(Pointing and labeling entries)
↓↓↓

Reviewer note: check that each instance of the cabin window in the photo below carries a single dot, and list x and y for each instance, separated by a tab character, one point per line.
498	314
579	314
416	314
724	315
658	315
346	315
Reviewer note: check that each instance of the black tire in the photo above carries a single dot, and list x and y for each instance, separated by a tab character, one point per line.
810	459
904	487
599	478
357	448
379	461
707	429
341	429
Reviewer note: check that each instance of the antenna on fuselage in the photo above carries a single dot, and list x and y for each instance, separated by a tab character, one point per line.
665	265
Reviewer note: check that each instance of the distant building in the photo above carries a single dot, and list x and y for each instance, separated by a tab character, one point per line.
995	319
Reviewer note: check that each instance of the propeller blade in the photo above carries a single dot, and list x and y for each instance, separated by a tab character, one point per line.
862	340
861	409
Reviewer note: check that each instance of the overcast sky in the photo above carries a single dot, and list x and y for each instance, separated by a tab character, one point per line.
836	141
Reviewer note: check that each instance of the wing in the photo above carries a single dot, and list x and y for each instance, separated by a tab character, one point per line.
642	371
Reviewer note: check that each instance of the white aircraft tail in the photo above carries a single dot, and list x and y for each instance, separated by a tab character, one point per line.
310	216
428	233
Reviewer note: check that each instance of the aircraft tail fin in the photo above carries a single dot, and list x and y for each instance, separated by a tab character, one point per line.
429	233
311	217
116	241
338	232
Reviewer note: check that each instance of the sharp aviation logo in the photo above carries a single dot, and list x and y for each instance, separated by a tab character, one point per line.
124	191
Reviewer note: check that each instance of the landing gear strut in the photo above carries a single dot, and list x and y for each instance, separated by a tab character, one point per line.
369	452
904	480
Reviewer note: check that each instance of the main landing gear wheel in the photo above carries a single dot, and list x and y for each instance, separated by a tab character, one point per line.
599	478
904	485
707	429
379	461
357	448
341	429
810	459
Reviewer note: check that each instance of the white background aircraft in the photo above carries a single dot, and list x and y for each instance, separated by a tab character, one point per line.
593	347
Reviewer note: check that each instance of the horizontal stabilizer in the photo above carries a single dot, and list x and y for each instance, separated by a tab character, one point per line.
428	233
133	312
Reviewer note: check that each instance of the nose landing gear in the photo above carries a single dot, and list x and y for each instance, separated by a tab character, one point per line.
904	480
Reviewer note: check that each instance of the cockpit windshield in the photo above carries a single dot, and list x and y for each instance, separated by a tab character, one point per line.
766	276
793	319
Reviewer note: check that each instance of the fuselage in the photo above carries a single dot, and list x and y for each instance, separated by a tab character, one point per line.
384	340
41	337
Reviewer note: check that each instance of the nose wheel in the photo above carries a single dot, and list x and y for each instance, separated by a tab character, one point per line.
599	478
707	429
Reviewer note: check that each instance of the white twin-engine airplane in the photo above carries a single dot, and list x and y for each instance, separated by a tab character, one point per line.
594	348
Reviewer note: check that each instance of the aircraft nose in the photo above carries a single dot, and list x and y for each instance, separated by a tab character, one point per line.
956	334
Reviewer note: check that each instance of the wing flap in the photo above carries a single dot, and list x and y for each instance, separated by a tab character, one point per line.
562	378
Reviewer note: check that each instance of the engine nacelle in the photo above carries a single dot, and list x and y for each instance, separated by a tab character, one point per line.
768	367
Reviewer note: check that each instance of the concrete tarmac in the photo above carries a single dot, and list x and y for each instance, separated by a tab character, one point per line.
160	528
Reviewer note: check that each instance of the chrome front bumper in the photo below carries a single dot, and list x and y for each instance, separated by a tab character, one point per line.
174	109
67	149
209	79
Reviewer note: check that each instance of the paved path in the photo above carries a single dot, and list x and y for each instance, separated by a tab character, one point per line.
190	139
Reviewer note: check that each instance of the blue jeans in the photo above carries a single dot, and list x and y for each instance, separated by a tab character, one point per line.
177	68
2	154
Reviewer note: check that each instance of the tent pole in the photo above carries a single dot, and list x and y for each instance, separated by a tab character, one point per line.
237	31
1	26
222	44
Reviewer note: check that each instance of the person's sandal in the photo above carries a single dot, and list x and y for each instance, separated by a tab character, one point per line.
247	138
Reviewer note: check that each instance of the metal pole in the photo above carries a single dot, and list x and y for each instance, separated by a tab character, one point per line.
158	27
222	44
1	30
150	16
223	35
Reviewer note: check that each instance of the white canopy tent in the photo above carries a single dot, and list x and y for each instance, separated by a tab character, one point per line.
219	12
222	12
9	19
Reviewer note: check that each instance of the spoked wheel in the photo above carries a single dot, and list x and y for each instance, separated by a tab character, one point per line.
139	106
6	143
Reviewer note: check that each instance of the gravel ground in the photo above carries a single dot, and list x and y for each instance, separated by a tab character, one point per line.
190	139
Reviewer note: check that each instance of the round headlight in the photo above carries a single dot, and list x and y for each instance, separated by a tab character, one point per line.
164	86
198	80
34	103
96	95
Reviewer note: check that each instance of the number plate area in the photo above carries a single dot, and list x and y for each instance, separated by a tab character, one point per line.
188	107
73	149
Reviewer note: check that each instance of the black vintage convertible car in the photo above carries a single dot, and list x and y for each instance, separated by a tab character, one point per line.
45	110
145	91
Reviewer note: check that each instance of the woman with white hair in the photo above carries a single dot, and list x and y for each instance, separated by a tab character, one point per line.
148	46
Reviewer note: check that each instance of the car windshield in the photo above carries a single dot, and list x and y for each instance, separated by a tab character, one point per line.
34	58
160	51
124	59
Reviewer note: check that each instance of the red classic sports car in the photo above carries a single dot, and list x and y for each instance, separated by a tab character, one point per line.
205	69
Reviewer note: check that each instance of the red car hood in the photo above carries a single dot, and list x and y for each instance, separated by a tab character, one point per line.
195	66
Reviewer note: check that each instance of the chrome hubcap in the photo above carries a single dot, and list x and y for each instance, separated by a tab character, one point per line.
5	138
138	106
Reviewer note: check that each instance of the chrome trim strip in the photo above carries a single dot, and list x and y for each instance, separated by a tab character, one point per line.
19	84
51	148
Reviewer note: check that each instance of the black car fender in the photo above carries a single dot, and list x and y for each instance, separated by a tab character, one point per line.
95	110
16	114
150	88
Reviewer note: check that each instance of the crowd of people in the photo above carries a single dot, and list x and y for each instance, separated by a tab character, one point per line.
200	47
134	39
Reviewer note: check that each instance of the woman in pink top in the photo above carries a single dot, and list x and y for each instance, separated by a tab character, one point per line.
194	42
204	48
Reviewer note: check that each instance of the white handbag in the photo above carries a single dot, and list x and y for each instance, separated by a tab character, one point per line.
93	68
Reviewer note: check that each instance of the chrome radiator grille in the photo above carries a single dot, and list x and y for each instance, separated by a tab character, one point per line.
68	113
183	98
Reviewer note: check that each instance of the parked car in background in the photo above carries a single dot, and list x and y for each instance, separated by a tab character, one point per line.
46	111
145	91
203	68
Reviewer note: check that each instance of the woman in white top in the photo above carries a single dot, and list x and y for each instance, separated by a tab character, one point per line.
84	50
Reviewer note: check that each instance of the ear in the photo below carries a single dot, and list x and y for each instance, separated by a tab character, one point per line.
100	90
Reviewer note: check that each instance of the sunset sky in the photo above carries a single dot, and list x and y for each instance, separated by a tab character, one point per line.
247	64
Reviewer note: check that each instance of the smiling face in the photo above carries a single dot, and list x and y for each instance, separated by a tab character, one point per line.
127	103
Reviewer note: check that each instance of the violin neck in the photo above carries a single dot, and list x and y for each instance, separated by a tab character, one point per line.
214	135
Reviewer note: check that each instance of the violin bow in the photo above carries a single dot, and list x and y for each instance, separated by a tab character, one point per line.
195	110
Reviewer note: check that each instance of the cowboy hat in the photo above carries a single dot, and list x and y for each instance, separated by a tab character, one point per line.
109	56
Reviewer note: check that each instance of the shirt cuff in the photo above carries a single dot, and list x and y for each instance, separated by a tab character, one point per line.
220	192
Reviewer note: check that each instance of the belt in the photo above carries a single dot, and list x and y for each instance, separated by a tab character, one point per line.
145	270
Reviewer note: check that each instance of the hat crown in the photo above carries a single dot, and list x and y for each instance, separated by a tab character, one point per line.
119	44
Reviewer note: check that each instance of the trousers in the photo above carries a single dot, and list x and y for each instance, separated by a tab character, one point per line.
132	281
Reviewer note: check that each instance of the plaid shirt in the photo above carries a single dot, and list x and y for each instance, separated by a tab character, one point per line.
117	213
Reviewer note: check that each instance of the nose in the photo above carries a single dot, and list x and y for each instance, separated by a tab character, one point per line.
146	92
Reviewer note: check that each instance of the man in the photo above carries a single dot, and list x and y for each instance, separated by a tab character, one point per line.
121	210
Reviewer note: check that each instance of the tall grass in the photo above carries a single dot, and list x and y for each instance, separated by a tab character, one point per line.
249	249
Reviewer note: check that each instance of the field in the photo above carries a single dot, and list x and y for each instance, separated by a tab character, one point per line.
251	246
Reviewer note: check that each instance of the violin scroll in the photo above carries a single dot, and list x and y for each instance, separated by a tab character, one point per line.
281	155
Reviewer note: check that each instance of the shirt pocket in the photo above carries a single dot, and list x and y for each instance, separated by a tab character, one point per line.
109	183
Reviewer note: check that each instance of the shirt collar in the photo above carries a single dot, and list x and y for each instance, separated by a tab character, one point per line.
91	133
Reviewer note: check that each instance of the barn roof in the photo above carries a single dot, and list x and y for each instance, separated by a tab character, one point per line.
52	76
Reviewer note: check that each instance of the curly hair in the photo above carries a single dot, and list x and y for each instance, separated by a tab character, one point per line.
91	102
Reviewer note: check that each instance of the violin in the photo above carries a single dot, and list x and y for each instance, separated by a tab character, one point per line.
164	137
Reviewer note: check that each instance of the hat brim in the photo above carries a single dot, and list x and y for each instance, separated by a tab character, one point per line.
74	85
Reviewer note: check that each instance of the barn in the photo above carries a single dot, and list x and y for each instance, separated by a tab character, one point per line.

↑↑↑

(SET TASK)
Copy only this span: the line that contains "Reviewer note: check that each instance of the field", the last line, and every line between them.

(FINAL ANSWER)
Reviewer note: check that each instance of the field in the photo above carries a single dot, and list x and y for each instance, separated by a tab character, one point per line.
251	246
Reviewer note: check that each instance of the violin scroll in the photo above carries a single dot, and list x and y for each instance, separated by a tab character, one point per line.
281	155
Reviewer note: check that each instance of the shirt pocket in the photo above carries a single dot, and list x and y for each instance, separated by a tab character, one point per line.
109	183
Reviewer note: check that each instance of the shirt collar in the photo above carries a single dot, and list x and y for each instance, separated by a tab character, one point per line.
91	133
Reviewer note: check that each instance of the barn roof in the photo above carries a single dot, and list x and y for each instance, separated by a tab character, one point per line.
52	76
Reviewer note: check that each instance of the curly hair in the photo above carries a single dot, and list x and y for each instance, separated by a tab character, one point per line.
91	102
Reviewer note: check that each instance of the violin in the photo above carries a single dot, and list x and y for each instance, separated by a tab character, one point per line.
164	137
Reviewer note: check that each instance of the hat brim in the photo above carries a single dot, and list x and y for each instance, separated by a tab character, one point per line.
74	85
Reviewer note: check that each instance of the barn in the photo above carries a single dot, and list x and y for each instance, separated by a tab character, one point per line.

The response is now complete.